=== İncelenecek Metin ===

Duygusal yeme için tetikleyiciler

Stres gibi duygular, duygusal aşırı yemenin tek nedeni değildir. Aşağıdaki gibi tetikleyicilerin de olduğu akılda tutulmalıdır:

Can sıkıntısı: aylaklıktan can sıkıntısı oldukça yaygın bir duygusal tetikleyicidir. Aktif hayatlar yaşayan birçok insan, boş zamanları olduğunda bu boşluğu doldurmak için yemeğe yönelir.

Alışkanlıklar: Duygusal yeme, bir kişinin çocukluğunda olanların anısına bağlanabilir. Bir örnek, ebeveynlerin iyi notlar için satın aldığı dondurma veya büyükanneleriyle kurabiye pişirmek olabilir.

Yorgunluk: yorgun olduğumuzda, özellikle de hoş olmayan bir işi yapmaktan yorulduğumuzda, çoğu zaman gereğinden fazla yeriz veya düşüncesizce yeriz. Yemek, daha fazla aktivite yapmak istememeye bir cevap gibi görünebilir.

Sosyal etki: Zor bir günün ardından kendinizi ödüllendirmek için sizi gecenin bir yarısı pizza yemeye ya da bir bara gitmeye ikna eden bir arkadaşı vardır. Ailemize ya da arkadaşlarımıza hayır demek istemediğimiz için çoğu zaman fazla yiyoruz.

Duygusal Aşırı Yeme Stratejileri

Bir kişinin duygusal yeme tuzağından çıkması için atması gereken ilk adım, bu davranışı tetikleyen tetikleyicileri ve durumları tanımaktır. Bir yemek günlüğü tutmak yardımcı olabilir.

Davranışlarınızı izlemek, yeme alışkanlıklarınızı öğrenmenin başka bir yoludur. Gün içinde ne yaptığınızı, bunun size nasıl hissettirdiğini ve o sırada ne kadar acıktığınızı yazmayı deneyin.

Tetikleyicilere nasıl karşı koyabileceğinizi düşünün. Örneğin:

Kendinizi can sıkıntısından yemek yerken bulursanız, yeni bir kitap okumayı veya yeni bir hobi edinmeyi deneyin.

Stresten yemek yiyorsanız, duygularınızla başa çıkmanıza yardımcı olması için yoga yapmayı, meditasyon yapmayı veya yürüyüşe çıkmayı deneyin.

=== Veri Listesi ===

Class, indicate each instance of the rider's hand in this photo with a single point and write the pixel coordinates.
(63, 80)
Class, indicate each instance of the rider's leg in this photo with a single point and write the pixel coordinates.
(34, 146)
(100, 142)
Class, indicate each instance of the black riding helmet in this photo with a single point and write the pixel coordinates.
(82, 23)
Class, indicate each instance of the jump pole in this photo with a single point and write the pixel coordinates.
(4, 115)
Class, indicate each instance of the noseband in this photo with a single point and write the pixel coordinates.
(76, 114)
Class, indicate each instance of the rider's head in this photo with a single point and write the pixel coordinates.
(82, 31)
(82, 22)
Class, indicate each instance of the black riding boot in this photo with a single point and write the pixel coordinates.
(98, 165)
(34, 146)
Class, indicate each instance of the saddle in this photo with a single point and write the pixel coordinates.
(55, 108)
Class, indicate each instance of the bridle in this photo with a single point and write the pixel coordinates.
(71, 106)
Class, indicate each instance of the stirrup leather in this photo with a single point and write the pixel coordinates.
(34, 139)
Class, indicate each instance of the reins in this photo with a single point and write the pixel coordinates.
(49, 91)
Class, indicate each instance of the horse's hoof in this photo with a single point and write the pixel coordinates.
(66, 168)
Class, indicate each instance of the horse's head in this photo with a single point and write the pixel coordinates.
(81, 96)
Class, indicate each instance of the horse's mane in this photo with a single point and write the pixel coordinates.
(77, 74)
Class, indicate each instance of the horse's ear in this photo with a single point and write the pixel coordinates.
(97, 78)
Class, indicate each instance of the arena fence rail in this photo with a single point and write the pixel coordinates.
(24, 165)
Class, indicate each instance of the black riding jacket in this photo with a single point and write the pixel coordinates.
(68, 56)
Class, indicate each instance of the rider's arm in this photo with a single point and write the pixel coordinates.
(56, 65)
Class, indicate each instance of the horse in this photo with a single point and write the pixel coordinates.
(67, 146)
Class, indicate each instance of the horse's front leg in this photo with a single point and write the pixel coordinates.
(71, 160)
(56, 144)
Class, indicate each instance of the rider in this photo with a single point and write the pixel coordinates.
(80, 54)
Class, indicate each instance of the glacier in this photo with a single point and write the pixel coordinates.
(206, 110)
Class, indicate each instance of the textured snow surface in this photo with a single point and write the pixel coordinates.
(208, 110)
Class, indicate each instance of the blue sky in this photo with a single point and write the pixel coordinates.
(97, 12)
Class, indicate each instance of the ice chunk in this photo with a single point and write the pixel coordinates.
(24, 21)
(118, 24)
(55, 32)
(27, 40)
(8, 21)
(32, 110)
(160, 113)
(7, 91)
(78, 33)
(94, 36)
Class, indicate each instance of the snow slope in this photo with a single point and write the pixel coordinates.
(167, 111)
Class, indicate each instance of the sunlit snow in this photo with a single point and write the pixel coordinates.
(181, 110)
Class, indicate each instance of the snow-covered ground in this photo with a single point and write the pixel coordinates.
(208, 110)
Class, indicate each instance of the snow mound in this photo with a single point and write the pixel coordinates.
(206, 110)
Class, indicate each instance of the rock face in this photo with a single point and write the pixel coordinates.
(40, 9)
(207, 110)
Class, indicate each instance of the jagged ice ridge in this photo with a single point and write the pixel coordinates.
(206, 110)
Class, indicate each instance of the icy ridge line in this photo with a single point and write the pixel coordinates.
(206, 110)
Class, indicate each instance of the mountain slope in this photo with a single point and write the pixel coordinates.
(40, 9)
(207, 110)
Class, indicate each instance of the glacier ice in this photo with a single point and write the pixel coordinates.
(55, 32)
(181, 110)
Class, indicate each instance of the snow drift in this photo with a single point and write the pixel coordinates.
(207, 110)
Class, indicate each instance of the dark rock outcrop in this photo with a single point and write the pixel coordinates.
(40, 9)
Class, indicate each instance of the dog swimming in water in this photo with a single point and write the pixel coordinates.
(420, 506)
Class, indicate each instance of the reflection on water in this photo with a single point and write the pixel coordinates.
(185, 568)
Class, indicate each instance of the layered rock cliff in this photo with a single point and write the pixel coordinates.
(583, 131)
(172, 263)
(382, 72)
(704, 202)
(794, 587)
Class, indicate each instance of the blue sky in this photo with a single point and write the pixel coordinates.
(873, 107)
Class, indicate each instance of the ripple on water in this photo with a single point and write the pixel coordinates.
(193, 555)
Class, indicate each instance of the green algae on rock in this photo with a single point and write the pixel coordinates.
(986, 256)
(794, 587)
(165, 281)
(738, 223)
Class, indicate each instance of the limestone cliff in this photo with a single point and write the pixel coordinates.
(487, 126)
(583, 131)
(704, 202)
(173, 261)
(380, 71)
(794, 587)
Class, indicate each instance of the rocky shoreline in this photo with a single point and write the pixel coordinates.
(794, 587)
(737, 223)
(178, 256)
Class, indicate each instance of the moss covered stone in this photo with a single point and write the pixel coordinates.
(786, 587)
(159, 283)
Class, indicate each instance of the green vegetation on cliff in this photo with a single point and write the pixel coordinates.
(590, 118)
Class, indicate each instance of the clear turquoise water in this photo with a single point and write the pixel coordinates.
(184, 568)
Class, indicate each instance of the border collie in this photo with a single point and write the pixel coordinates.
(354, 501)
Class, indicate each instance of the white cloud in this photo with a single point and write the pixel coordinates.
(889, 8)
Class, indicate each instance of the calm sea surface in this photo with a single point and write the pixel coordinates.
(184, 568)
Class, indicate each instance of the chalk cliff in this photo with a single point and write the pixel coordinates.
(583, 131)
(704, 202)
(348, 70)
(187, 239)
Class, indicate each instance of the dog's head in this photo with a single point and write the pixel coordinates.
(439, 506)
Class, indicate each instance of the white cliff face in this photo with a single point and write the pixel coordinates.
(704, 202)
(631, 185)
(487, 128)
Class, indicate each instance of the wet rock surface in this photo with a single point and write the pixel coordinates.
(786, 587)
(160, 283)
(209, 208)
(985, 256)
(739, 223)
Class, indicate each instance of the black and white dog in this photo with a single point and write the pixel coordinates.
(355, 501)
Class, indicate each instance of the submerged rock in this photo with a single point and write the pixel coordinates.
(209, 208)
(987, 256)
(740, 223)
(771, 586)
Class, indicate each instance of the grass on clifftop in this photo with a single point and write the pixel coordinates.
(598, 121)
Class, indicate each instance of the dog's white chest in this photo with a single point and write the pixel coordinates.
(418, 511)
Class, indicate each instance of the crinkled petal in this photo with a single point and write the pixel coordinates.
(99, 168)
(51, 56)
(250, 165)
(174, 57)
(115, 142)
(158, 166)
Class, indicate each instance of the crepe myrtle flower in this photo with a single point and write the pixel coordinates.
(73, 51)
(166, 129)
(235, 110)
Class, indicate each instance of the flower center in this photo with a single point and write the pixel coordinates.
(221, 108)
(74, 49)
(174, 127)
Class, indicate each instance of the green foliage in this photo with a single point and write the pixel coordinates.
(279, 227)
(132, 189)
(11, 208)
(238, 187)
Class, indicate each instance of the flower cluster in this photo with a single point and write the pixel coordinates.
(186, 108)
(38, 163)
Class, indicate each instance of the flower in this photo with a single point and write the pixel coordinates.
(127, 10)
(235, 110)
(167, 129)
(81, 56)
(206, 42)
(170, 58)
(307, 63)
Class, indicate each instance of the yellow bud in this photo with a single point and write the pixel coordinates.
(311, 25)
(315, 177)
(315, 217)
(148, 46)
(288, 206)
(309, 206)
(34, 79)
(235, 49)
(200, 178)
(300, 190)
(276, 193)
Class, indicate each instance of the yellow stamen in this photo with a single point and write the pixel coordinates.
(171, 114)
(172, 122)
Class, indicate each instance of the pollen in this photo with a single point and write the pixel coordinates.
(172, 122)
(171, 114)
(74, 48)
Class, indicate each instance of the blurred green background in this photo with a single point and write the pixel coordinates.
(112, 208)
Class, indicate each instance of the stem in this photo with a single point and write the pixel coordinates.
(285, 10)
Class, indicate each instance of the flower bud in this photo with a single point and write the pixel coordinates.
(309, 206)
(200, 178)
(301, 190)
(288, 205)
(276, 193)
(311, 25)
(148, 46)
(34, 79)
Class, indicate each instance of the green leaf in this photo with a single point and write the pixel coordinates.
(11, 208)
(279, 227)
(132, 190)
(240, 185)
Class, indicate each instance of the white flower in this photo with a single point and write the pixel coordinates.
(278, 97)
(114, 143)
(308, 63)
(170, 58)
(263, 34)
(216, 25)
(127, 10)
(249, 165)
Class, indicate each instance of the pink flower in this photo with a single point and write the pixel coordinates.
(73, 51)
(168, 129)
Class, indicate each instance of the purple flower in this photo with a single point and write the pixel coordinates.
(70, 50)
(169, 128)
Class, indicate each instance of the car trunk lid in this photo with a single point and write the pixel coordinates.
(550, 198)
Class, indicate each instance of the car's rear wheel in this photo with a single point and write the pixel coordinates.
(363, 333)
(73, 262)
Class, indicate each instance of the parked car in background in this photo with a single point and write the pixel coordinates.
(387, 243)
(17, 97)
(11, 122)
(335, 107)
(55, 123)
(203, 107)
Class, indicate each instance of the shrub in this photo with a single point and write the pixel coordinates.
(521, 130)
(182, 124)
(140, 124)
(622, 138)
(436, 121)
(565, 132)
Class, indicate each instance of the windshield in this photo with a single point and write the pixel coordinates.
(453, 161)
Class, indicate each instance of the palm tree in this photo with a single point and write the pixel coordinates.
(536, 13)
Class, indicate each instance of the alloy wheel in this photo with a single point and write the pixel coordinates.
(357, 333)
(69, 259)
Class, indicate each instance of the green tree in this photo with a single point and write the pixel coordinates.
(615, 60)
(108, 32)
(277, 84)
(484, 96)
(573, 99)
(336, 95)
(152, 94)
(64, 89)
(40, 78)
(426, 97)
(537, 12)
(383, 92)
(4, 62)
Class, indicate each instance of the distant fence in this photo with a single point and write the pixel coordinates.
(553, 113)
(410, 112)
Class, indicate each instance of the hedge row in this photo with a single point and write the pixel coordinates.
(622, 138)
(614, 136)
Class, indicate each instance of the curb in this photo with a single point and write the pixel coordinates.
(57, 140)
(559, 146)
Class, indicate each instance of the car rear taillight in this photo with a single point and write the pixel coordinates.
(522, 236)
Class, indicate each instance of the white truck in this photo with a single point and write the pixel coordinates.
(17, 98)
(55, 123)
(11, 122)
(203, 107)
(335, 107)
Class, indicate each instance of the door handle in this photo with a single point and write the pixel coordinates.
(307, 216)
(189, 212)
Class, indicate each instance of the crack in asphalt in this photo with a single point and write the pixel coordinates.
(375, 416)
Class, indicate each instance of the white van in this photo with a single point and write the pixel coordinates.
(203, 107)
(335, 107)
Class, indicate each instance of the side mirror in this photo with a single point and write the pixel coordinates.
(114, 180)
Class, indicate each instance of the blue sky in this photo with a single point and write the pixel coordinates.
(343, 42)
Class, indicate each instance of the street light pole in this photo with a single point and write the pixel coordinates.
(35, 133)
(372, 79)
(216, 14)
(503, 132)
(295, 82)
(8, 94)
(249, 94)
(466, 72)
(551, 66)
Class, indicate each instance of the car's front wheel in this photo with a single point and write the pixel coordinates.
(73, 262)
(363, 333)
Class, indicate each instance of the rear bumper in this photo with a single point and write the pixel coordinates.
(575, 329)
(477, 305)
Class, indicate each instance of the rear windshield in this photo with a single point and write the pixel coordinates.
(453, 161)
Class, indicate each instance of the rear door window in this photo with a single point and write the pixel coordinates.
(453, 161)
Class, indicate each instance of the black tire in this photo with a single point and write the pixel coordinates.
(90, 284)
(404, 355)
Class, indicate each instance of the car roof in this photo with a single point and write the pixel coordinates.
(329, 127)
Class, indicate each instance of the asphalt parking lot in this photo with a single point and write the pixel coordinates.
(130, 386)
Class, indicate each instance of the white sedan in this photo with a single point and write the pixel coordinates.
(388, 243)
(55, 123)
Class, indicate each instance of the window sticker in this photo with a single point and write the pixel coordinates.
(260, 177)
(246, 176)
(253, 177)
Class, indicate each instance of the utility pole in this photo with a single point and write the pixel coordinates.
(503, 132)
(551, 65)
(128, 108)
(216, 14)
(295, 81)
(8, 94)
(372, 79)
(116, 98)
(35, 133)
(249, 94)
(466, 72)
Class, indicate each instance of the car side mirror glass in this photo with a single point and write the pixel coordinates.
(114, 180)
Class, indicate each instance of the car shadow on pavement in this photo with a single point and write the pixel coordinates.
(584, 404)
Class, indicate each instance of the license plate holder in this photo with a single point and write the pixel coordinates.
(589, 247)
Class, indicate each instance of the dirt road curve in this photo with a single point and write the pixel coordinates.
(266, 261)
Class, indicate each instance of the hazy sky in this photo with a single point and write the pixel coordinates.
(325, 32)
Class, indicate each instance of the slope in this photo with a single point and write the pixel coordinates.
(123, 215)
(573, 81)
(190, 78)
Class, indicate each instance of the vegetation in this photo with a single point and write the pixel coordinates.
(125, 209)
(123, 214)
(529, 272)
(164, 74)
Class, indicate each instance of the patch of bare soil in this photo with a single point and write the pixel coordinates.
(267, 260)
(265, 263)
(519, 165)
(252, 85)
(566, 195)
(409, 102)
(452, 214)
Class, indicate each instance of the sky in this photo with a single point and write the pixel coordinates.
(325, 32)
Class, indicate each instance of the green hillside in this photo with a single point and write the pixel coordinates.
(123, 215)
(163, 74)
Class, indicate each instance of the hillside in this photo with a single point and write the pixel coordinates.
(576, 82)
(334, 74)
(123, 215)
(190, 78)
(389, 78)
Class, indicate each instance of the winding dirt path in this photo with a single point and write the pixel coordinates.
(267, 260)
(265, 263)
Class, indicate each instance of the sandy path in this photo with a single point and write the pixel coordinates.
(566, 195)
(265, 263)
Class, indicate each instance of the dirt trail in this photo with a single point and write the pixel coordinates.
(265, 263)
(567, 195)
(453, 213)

===

> Görev A
Duygusal yeme metnine göre aşağıdaki soruları yanıtlayın:
(i) Çocukluk anısına bağlanan duygusal yemeye hangi iki örnek verilir?
(ii) Duygusal yeme tuzağından çıkmak için atılması gereken ilk adım nedir?
(iii) Stresten yemek yiyenlere hangi üç etkinlik önerilir?
> Görev B
Duygusal yeme metnini kaldığı yerden sürdürün.

> Alıştırma Yanıtı A
(i) Ebeveynlerin iyi notlar için satın aldığı dondurma ve büyükanneyle kurabiye pişirmek.
(ii) Bu davranışı tetikleyen tetikleyicileri ve durumları tanımak.
(iii) Yoga yapmak, meditasyon yapmak ve yürüyüşe çıkmak.

> Alıştırma Yanıtı B
Üzgün ​​olduğunuz için yemek yiyorsanız, olumsuz duygularınızla başa çıkmak için bir arkadaşınızı arayın veya köpeğinizle parkta koşuya çıkın.

Duygusal yeme döngüsünü kırmanın diğer yollarını tartışmak için bir terapist veya psikologla konuşmak da yararlı olabilir.

Bir diyetisyen veya doktor ayrıca sizi bilgili bir uzmana yönlendirebilir veya olumlu beslenme alışkanlıkları oluşturma ve yiyeceklerle ilişkinizi geliştirme konusunda daha fazla bilgi verebilir.

Duygusal yeme, "kendini toparla" veya "sadece daha az ye" tavsiyelerinin kişiye yardımcı olmadığı ciddi bir rahatsızlıktır. Duygusal bir yeme düzeninin ortaya çıkma nedenleri karmaşık ve çeşitlidir: bunların arasında yetiştirme, olumsuz duyguların etkisi ve fizyolojik faktörler yer alır.

Fizyolojik ve duygusal açlık nasıl ayırt edilir?

Duygusal açlığı fiziksel açlıkla karıştırmak çok kolaydır. Ancak onları ayıran özellikler vardır ve bu ince farklılıkları tanımak, duygusal yemeyi durdurmanın ilk adımıdır.

Kendinize birkaç soru sorun:

Açlık hızlı mı yoksa yavaş yavaş mı geliyor? Duygusal açlık çok aniden ortaya çıkma eğilimi gösterirken, fizyolojik açlık genellikle yavaş yavaş ortaya çıkar.

Belirli yiyecekler için canınız mı çekiyor? Duygusal açlık genellikle sağlıksız yiyecekler veya belirli bir yiyecek için istekle ilişkilendirilirken, fiziksel açlık genellikle herhangi bir yiyecekle doyurulur.

Akılsız mı yiyorsun? Akılsız yeme, ne yediğinize ve nasıl hissettirdiğine dikkat etmeden yemek yemektir. Örneğin, bir seferde televizyon izleyip bir kap dolusu dondurma yediğinizde, bu akılsız yeme ve duygusal aşırı yemenin bir örneğidir.

Açlık mideden mi yoksa kafadan mı gelir? Fizyolojik açlık, midenin guruldamasıyla belirtilirken, duygusal açlık, bir kişi yemek hakkında düşündüğünde başlama eğilimindedir.

Yemek yedikten sonra kendinizi suçlu hissediyor musunuz? Stres nedeniyle yemek yeme dürtüsüne teslim olduğumuzda, genellikle duygusal yemenin açık bir özelliği olan pişmanlık, utanç veya suçluluk duyguları yaşarız. Fizyolojik açlığı tatmin ettiğinizde, vücudunuzu olumsuz duygularla ilişkilendirmeden gerekli besinleri ve kalorileri sağlarsınız.

Dolayısıyla duygusal yeme, fizyolojik açlıktan farklı olarak oldukça yaygın bir olgudur. Bazı insanlar zaman zaman buna yenik düşerken, diğerleri bunun hayatlarını etkilediğini ve hatta sağlıklarını ve zihinsel esenliklerini tehdit edebileceğini görebilir.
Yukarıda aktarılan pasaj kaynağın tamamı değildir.